2. Bruch des ESM-Vertrags
Der ESM-Vertrag erlaubt nur Hilfen an Staaten, nicht an Banken. Der direkte Kapitalfluss an private Institute ist dort nicht vorgesehen. Eine solche Ausweitung hätte eine Vertragsänderung benötigt – das ist nicht erfolgt.
3. Umgehung des Parlaments
Zentrale Kriterien der neuen Bankenhilfe wurden nicht im Bundestag, sondern nur im Haushaltsausschuss unter Ausschluss der Öffentlichkeit beschlossen. Damit wurde:
- die öffentliche Debatte ausgehebelt,
- die Entscheidung wenigen Abgeordneten überlassen,
- die demokratische Kontrolle stark eingeschränkt.
Der ursprüngliche Schutzmechanismus – jetzt ausgehöhlt
Der ESM wurde mit strengen Bedingungen geschaffen. Dazu zählten:
- Hilfen nur in extremer Not (ultima ratio),
- Anpassungsprogramme für betroffene Staaten (z. B. Sparmaßnahmen),
- Rückzahlungspflicht durch den Staat.
Jetzt können marode Banken gerettet werden – ohne:
- Anpassungsprogramme des Staates,
- klare Rückzahlungsverpflichtungen,
- Rückhalt durch nationale Haushaltsdisziplin.

-=-=-=-=-

=== ARBEITSAUFTRAG ===
Zitieren Sie aus dem Lesetext zum ESM wortgetreu die Passage von „Der ursprüngliche Schutzmechanismus“ bis einschließlich „durch den Staat.“.

-=-=-=-=-

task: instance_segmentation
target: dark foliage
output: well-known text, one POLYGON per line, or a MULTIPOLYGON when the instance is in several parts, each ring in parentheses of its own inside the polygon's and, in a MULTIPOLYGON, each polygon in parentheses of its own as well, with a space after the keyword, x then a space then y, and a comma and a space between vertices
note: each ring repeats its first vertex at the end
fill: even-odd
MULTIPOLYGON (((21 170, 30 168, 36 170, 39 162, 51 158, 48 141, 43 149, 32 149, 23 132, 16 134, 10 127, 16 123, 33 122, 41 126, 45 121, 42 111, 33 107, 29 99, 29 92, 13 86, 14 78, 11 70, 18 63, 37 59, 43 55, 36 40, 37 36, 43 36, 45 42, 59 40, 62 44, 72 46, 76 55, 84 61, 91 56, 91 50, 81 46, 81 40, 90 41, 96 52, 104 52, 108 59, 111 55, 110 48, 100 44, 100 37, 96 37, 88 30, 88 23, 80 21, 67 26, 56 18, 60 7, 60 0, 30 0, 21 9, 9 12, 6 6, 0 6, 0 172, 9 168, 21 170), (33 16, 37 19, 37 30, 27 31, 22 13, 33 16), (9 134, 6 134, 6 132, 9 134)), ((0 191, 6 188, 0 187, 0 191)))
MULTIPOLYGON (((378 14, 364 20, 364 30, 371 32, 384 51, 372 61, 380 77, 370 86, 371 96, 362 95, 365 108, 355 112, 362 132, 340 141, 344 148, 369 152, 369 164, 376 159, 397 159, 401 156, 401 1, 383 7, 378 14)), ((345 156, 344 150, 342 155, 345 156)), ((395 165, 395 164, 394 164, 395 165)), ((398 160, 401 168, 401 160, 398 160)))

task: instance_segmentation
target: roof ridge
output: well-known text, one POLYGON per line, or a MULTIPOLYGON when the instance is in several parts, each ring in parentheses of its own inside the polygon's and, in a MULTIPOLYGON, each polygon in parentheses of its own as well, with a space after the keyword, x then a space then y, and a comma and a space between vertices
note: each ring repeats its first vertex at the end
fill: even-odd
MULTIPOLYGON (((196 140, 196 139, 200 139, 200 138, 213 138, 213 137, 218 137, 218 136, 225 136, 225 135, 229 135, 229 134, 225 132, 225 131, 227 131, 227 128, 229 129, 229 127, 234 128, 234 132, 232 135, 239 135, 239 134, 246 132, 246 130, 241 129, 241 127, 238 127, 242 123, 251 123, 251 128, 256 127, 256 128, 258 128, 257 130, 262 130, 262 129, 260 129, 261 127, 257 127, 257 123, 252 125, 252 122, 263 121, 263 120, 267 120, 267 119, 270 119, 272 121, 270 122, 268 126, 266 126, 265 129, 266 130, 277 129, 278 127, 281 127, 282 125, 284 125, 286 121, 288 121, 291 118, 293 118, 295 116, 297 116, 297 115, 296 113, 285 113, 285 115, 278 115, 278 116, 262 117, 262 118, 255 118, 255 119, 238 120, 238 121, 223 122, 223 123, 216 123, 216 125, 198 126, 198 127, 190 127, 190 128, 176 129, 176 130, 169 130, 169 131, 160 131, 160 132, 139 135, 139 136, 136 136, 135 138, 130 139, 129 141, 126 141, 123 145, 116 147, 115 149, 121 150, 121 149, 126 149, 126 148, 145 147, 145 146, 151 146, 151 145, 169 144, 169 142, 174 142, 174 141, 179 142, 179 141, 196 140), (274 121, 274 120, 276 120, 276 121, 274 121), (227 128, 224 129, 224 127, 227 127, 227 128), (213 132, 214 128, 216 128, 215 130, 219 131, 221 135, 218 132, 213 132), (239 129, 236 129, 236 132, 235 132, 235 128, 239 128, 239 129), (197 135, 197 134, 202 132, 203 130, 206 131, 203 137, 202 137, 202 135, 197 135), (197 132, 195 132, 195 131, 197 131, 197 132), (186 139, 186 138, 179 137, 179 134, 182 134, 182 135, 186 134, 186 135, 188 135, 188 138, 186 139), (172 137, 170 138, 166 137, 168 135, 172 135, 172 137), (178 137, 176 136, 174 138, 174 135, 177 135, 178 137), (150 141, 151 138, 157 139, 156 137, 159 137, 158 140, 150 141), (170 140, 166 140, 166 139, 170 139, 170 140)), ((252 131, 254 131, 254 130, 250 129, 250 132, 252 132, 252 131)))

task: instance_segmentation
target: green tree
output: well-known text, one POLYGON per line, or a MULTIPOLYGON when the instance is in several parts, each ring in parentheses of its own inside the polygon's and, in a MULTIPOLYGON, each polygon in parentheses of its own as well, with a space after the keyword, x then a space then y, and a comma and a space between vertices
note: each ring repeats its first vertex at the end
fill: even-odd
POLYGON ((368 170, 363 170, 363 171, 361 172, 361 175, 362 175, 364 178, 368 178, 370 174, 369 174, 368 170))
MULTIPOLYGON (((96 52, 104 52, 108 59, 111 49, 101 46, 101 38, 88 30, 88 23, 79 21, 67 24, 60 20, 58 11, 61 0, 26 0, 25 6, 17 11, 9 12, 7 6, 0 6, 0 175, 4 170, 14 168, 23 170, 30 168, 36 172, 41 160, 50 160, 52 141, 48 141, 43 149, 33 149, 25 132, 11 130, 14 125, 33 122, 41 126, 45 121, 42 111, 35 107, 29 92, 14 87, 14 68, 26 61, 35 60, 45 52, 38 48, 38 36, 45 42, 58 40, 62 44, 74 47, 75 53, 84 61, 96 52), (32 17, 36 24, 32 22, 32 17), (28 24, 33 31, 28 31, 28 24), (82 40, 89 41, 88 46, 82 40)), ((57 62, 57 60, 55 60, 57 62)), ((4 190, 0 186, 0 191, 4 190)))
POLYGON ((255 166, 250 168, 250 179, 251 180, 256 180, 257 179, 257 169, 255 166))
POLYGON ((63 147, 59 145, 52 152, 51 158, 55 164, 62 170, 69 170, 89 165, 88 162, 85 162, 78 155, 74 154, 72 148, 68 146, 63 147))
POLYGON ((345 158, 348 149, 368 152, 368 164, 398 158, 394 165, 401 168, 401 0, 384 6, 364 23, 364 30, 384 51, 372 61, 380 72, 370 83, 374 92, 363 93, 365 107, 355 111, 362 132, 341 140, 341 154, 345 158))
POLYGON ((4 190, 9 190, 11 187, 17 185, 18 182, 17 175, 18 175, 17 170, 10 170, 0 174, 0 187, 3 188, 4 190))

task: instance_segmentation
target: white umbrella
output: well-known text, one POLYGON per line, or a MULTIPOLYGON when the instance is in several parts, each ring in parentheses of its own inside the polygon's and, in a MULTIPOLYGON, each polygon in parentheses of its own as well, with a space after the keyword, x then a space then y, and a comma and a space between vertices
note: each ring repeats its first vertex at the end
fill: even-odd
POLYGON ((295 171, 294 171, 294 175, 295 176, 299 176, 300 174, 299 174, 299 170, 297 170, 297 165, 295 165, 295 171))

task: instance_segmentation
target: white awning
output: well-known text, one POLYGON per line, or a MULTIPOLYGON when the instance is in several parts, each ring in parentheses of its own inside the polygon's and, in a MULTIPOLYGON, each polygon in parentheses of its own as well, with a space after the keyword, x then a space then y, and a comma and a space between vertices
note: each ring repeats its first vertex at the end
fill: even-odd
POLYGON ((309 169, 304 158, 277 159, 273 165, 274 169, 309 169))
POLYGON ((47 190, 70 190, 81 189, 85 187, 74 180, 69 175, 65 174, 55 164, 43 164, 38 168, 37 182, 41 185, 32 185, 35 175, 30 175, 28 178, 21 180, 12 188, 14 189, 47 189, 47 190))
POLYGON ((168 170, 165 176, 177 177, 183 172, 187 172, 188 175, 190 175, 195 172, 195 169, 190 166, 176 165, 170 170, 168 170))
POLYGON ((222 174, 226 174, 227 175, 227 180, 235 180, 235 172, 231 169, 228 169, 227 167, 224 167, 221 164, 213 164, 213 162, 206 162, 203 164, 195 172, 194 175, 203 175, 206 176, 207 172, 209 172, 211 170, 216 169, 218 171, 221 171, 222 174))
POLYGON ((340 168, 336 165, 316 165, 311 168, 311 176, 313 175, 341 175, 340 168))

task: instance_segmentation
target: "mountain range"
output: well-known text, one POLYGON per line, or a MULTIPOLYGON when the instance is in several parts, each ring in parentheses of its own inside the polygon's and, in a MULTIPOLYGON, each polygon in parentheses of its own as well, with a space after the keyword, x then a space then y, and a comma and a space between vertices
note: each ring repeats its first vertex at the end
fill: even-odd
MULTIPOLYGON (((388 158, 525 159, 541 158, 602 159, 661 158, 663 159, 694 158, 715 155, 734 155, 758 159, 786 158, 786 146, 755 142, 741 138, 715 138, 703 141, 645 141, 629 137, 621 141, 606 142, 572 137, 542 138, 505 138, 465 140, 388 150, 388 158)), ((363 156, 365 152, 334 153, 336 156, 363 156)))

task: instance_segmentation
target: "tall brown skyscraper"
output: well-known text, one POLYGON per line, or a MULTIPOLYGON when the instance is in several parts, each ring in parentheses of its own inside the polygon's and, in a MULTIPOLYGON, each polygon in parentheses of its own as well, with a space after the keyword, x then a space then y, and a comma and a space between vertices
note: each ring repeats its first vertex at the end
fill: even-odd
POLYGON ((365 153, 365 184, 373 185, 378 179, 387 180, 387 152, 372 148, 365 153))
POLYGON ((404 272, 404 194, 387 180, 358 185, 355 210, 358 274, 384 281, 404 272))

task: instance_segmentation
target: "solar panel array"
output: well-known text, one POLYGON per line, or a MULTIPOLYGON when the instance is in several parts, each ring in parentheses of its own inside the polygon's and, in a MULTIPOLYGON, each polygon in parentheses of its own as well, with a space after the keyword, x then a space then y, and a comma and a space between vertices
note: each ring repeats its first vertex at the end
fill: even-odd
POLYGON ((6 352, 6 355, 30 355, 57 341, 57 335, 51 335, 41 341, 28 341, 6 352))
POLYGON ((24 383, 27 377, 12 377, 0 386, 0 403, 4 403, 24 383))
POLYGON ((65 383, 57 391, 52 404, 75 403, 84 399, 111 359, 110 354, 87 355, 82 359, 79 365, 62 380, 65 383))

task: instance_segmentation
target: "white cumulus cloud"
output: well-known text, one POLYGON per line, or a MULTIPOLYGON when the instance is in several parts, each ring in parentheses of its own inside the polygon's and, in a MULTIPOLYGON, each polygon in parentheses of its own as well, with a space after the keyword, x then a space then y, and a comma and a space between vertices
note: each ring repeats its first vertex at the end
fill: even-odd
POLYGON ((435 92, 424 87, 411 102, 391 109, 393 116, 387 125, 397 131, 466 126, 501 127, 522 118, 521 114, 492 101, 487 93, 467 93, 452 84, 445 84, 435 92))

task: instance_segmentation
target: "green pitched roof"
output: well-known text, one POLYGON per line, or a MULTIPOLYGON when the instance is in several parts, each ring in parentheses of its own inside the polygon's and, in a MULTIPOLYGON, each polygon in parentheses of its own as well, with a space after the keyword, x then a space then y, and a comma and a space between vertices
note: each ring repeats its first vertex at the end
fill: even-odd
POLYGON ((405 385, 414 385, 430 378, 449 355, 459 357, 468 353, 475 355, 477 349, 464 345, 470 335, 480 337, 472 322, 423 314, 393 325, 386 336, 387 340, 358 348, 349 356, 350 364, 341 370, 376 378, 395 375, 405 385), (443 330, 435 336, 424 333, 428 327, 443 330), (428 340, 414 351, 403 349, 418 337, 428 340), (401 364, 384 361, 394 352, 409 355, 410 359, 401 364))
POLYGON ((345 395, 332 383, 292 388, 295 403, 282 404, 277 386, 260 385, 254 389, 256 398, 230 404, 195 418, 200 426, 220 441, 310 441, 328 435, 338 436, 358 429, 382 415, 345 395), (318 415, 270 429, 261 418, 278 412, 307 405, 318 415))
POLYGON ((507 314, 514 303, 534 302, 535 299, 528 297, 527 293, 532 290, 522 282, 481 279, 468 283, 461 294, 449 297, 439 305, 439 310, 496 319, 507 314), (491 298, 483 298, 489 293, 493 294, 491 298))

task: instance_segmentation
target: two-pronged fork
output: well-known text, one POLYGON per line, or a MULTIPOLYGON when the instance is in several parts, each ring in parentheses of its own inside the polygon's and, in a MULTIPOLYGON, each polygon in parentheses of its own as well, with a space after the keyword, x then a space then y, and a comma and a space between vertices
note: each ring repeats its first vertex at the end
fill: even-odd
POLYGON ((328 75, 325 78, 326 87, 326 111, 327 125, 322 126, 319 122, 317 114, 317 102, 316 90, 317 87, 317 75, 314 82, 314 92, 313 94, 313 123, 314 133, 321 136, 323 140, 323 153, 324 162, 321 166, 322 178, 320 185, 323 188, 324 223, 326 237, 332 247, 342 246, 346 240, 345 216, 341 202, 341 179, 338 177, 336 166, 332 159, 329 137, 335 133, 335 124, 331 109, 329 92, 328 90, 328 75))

-=-=-=-=-

=== ANTWORT ===
Der ursprüngliche Schutzmechanismus – jetzt ausgehöhlt
Der ESM wurde mit strengen Bedingungen geschaffen. Dazu zählten:
- Hilfen nur in extremer Not (ultima ratio),
- Anpassungsprogramme für betroffene Staaten (z. B. Sparmaßnahmen),
- Rückzahlungspflicht durch den Staat.